Required action A.
In the build log, what material is suggested for covering the back of the landing lights?
Required action B.
Reproduce the build log word for word between "The back of the pit" and "1:48 as well.", inclusive.

Since the canopy will be closed, I’ve decided to go with the decals for cockpit. There’s also an option to paint the lovely alternate plastic parts, full of tiny details which look really really good.
Simple trick for landing lights – use kitchen aluminum foil to cover the back of the light…
…effect will be like the real thing and better than any paint.
a few pieces of the exhaust waiting to be put together…
Although some say decals look too flat, I don’t see quality made cockpit decals any worse than prepainted photo-etch parts. And they are perfectly acceptable for closed canopy build.
The back of the pit is also nicely made and darker wash brings out all the lovely details. Unfortunately with the seat installed, there won’t be much to see.
The narrow seam when joining fuselage and wings has been mentioned before. It is maybe 0.1mm wide so it shouldn’t be too tough to fix. I also experienced the seam on the front fuselage halves joints – Luckily, scraping some plastic off the not visible parts of cockpit tub and front wheel well remedied that.
This upper part on the nose that comes wedged between fuselage halves didn’t want to sit properly – it fit in the windshield area, but not at the front – some puttying and sanding was required to fix it. It could have been my doing, but I remember I had some problem with the same part in 1:48 as well.
That gap, that appeared on all builds so far didn’t require anything else but a little smear of putty at both ends near the wing joins. As you can see, after I applied some glue, it transformed into a normal looking panel line.

Listed entries.
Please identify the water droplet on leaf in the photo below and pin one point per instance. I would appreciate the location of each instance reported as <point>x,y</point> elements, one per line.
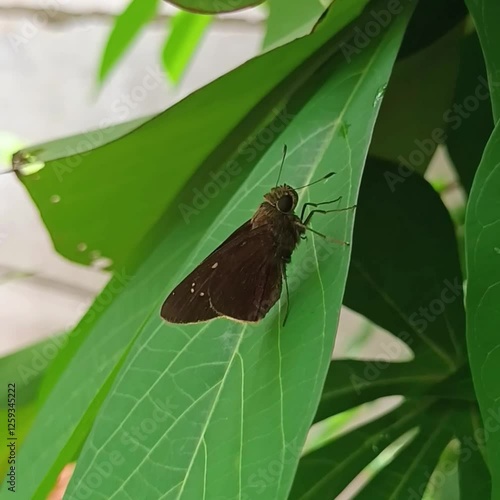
<point>380,95</point>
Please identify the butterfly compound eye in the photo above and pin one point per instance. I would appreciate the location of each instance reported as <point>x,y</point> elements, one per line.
<point>285,204</point>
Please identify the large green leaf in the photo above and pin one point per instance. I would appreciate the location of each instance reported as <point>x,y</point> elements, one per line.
<point>236,398</point>
<point>325,472</point>
<point>482,240</point>
<point>287,22</point>
<point>408,474</point>
<point>126,28</point>
<point>405,273</point>
<point>470,120</point>
<point>186,32</point>
<point>412,120</point>
<point>214,6</point>
<point>92,367</point>
<point>351,382</point>
<point>474,476</point>
<point>486,14</point>
<point>133,179</point>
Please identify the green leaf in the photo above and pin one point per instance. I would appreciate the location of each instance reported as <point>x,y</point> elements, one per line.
<point>412,120</point>
<point>236,400</point>
<point>470,119</point>
<point>485,15</point>
<point>405,273</point>
<point>126,28</point>
<point>350,383</point>
<point>286,23</point>
<point>482,244</point>
<point>214,6</point>
<point>186,33</point>
<point>325,472</point>
<point>474,476</point>
<point>431,21</point>
<point>136,177</point>
<point>408,474</point>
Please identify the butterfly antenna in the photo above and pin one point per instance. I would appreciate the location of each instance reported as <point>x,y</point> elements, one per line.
<point>285,149</point>
<point>315,182</point>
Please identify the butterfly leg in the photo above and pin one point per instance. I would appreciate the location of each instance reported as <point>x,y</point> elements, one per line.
<point>287,294</point>
<point>309,203</point>
<point>318,211</point>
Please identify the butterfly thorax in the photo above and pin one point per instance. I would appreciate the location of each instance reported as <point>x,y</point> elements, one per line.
<point>277,212</point>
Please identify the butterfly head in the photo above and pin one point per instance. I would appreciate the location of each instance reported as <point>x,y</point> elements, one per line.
<point>283,198</point>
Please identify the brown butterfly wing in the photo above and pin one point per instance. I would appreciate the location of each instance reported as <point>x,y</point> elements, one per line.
<point>241,279</point>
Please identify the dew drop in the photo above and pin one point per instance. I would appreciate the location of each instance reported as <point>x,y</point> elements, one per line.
<point>380,94</point>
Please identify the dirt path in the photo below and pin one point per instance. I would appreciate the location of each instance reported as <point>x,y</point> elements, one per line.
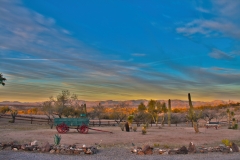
<point>167,136</point>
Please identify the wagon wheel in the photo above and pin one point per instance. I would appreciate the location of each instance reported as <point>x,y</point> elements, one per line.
<point>62,128</point>
<point>59,129</point>
<point>83,129</point>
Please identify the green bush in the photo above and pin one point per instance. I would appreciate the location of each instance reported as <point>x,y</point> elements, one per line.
<point>144,129</point>
<point>134,128</point>
<point>226,142</point>
<point>235,126</point>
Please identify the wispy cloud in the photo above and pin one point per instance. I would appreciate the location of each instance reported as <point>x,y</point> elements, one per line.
<point>138,54</point>
<point>222,23</point>
<point>217,54</point>
<point>202,10</point>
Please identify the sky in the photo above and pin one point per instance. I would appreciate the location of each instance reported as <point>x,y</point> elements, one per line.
<point>120,50</point>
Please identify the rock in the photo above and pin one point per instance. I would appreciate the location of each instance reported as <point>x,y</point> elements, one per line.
<point>134,150</point>
<point>147,149</point>
<point>23,147</point>
<point>88,151</point>
<point>52,151</point>
<point>140,153</point>
<point>235,147</point>
<point>16,146</point>
<point>29,148</point>
<point>226,150</point>
<point>127,127</point>
<point>69,151</point>
<point>46,147</point>
<point>76,152</point>
<point>62,151</point>
<point>182,150</point>
<point>172,151</point>
<point>57,151</point>
<point>161,151</point>
<point>34,143</point>
<point>192,148</point>
<point>93,149</point>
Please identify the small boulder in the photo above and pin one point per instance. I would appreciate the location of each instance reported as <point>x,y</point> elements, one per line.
<point>52,151</point>
<point>172,151</point>
<point>192,148</point>
<point>34,143</point>
<point>182,150</point>
<point>235,147</point>
<point>46,147</point>
<point>147,149</point>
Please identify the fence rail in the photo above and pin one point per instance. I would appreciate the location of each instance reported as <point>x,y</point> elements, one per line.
<point>35,119</point>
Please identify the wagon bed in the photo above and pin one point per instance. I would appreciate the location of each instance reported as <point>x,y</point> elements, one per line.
<point>212,124</point>
<point>64,124</point>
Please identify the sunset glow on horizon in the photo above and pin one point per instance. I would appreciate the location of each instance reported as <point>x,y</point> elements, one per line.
<point>120,50</point>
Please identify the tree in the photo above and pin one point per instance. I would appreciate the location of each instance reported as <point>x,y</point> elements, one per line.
<point>48,110</point>
<point>155,108</point>
<point>192,115</point>
<point>163,109</point>
<point>62,101</point>
<point>4,109</point>
<point>208,115</point>
<point>13,114</point>
<point>2,79</point>
<point>177,118</point>
<point>169,112</point>
<point>142,107</point>
<point>98,112</point>
<point>118,113</point>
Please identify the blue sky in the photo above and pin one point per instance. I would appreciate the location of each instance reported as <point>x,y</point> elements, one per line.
<point>120,50</point>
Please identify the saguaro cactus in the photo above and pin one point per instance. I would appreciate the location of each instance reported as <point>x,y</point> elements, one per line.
<point>57,139</point>
<point>2,79</point>
<point>169,112</point>
<point>192,116</point>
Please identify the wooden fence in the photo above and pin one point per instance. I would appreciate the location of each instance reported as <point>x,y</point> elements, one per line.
<point>45,120</point>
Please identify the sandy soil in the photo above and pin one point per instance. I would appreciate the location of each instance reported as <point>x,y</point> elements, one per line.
<point>167,136</point>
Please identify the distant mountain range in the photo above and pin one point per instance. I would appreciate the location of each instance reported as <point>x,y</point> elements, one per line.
<point>130,103</point>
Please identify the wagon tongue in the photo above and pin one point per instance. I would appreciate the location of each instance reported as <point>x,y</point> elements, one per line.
<point>99,130</point>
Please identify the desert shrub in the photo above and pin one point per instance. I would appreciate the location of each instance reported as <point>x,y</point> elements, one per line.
<point>156,145</point>
<point>134,128</point>
<point>235,126</point>
<point>122,125</point>
<point>144,129</point>
<point>226,142</point>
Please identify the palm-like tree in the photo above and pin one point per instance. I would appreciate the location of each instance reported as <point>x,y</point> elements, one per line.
<point>2,79</point>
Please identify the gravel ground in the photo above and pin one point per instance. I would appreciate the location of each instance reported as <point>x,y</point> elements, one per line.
<point>113,153</point>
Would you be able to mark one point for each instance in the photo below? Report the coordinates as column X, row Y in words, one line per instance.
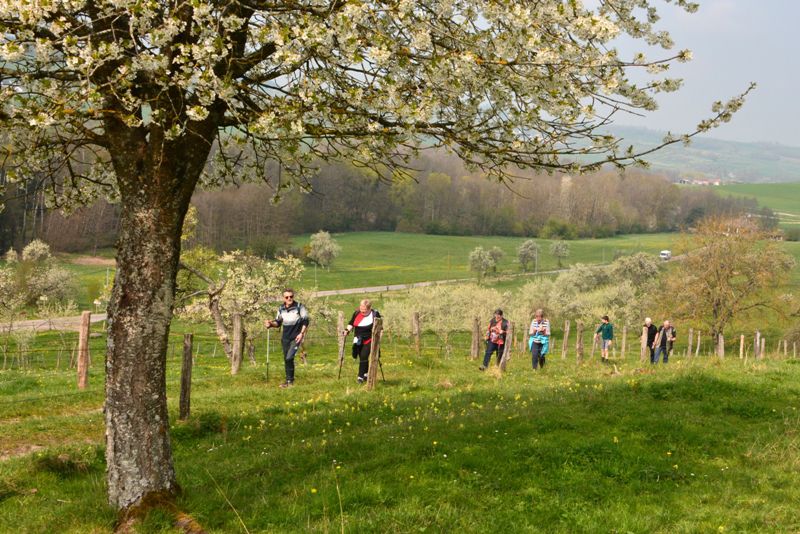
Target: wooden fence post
column 374, row 354
column 236, row 356
column 186, row 378
column 251, row 351
column 506, row 347
column 83, row 350
column 643, row 349
column 415, row 331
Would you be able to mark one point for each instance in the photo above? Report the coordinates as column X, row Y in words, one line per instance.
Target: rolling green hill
column 728, row 160
column 379, row 258
column 784, row 199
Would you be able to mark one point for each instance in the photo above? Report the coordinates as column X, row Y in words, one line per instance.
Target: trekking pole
column 342, row 338
column 268, row 354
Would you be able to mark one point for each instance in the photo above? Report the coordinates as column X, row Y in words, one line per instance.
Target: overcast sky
column 734, row 42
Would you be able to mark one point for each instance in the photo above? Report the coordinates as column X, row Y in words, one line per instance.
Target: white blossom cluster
column 33, row 278
column 87, row 85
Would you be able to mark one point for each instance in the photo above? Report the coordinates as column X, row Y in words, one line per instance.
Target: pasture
column 696, row 445
column 784, row 198
column 379, row 258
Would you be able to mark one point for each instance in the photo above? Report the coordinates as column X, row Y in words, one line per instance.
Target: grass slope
column 782, row 198
column 695, row 446
column 378, row 258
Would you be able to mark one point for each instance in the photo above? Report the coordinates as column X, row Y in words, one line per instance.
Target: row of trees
column 443, row 198
column 729, row 275
column 483, row 261
column 131, row 101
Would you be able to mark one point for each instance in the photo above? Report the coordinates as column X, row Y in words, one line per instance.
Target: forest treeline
column 440, row 197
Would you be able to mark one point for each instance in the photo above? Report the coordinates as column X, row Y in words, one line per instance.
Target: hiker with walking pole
column 361, row 325
column 605, row 334
column 495, row 338
column 293, row 316
column 663, row 343
column 539, row 339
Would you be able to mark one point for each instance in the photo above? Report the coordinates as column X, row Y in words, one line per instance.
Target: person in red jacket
column 361, row 325
column 495, row 338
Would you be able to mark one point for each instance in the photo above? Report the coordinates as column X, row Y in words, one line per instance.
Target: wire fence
column 59, row 352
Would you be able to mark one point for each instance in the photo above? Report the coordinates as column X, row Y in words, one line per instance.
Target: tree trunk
column 138, row 453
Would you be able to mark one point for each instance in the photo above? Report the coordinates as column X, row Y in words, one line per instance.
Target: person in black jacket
column 495, row 338
column 361, row 325
column 664, row 340
column 652, row 330
column 293, row 316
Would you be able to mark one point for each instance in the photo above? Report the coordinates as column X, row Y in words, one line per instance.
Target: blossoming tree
column 141, row 102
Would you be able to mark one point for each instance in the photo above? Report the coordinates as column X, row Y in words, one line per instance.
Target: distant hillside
column 727, row 160
column 783, row 198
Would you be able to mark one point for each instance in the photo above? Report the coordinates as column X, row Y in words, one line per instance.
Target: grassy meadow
column 698, row 445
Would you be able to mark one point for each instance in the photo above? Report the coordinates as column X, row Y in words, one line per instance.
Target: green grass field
column 379, row 258
column 782, row 198
column 695, row 446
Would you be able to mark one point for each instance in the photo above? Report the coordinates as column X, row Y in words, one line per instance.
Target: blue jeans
column 537, row 358
column 661, row 350
column 289, row 351
column 490, row 348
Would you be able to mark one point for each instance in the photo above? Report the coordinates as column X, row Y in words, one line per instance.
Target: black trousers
column 362, row 351
column 290, row 348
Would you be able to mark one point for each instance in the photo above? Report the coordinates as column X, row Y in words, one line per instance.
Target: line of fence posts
column 517, row 341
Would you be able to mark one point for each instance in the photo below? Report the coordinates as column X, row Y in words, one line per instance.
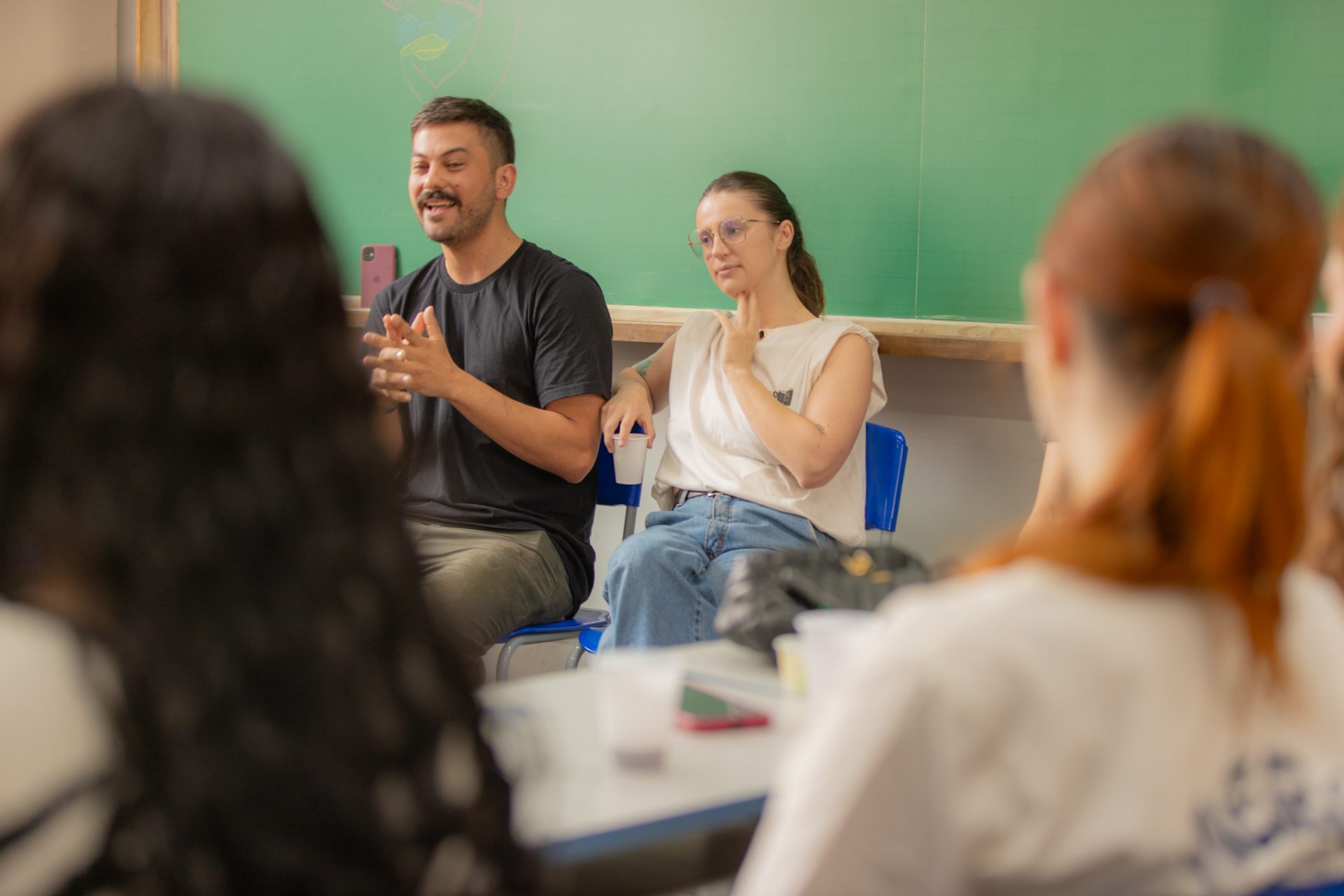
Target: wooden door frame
column 156, row 42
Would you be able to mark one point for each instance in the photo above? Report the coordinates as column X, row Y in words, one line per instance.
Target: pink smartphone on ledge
column 377, row 269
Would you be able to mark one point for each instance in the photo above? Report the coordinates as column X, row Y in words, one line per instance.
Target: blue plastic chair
column 885, row 476
column 609, row 493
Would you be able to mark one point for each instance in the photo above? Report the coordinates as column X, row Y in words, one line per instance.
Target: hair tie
column 1218, row 295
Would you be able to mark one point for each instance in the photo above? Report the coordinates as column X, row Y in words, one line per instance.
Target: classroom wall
column 51, row 46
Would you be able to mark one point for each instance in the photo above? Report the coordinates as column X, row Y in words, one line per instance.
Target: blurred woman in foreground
column 188, row 480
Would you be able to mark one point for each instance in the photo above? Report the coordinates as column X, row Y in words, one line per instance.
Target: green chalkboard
column 924, row 141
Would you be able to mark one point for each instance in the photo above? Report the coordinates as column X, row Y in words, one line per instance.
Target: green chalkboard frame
column 980, row 198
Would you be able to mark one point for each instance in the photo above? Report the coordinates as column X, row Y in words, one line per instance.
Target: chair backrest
column 612, row 493
column 886, row 472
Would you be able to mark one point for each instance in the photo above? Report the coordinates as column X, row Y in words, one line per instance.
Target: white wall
column 50, row 46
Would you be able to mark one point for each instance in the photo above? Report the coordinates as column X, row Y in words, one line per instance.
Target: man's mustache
column 437, row 195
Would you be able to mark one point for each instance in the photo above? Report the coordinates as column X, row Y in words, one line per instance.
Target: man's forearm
column 545, row 438
column 387, row 430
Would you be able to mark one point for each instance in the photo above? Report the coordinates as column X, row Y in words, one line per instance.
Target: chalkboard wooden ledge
column 913, row 337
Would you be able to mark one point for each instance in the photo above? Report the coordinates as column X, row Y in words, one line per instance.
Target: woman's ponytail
column 1190, row 253
column 804, row 274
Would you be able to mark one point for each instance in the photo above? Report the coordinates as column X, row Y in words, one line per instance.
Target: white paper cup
column 629, row 458
column 828, row 641
column 638, row 695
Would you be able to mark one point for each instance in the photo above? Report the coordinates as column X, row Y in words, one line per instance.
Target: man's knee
column 496, row 586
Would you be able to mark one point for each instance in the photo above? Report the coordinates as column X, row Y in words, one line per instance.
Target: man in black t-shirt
column 491, row 367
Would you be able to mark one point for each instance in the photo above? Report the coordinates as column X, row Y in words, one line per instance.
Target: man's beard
column 470, row 219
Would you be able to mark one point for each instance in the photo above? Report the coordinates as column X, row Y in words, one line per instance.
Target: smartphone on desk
column 704, row 711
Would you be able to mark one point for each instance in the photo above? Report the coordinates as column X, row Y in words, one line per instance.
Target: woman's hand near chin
column 741, row 333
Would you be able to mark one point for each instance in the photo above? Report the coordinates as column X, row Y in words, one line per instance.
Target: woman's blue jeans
column 664, row 583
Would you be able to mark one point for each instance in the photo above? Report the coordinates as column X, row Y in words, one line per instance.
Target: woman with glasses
column 1142, row 696
column 765, row 410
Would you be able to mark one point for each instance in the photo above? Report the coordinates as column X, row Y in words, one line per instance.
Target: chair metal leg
column 504, row 659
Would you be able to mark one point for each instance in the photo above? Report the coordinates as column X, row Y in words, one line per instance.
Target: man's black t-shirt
column 537, row 330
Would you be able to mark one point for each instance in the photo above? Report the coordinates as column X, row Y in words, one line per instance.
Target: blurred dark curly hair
column 185, row 440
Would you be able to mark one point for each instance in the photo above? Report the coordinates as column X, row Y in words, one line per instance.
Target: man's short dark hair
column 495, row 128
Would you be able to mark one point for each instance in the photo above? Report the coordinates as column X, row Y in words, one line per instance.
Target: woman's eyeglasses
column 732, row 232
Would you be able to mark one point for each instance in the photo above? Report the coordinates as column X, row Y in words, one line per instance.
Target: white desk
column 574, row 805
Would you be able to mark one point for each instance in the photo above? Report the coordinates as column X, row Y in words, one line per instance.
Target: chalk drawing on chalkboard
column 436, row 41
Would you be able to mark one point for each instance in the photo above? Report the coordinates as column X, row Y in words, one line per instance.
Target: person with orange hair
column 1142, row 696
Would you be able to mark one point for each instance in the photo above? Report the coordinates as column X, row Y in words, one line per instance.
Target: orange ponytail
column 1209, row 492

Expected answer A.
Kitchen aluminum foil.

Expected answer B.
The back of the pit is also nicely made and darker wash brings out all the lovely details. Unfortunately with the seat installed, there won’t be much to see.
The narrow seam when joining fuselage and wings has been mentioned before. It is maybe 0.1mm wide so it shouldn’t be too tough to fix. I also experienced the seam on the front fuselage halves joints – Luckily, scraping some plastic off the not visible parts of cockpit tub and front wheel well remedied that.
This upper part on the nose that comes wedged between fuselage halves didn’t want to sit properly – it fit in the windshield area, but not at the front – some puttying and sanding was required to fix it. It could have been my doing, but I remember I had some problem with the same part in 1:48 as well.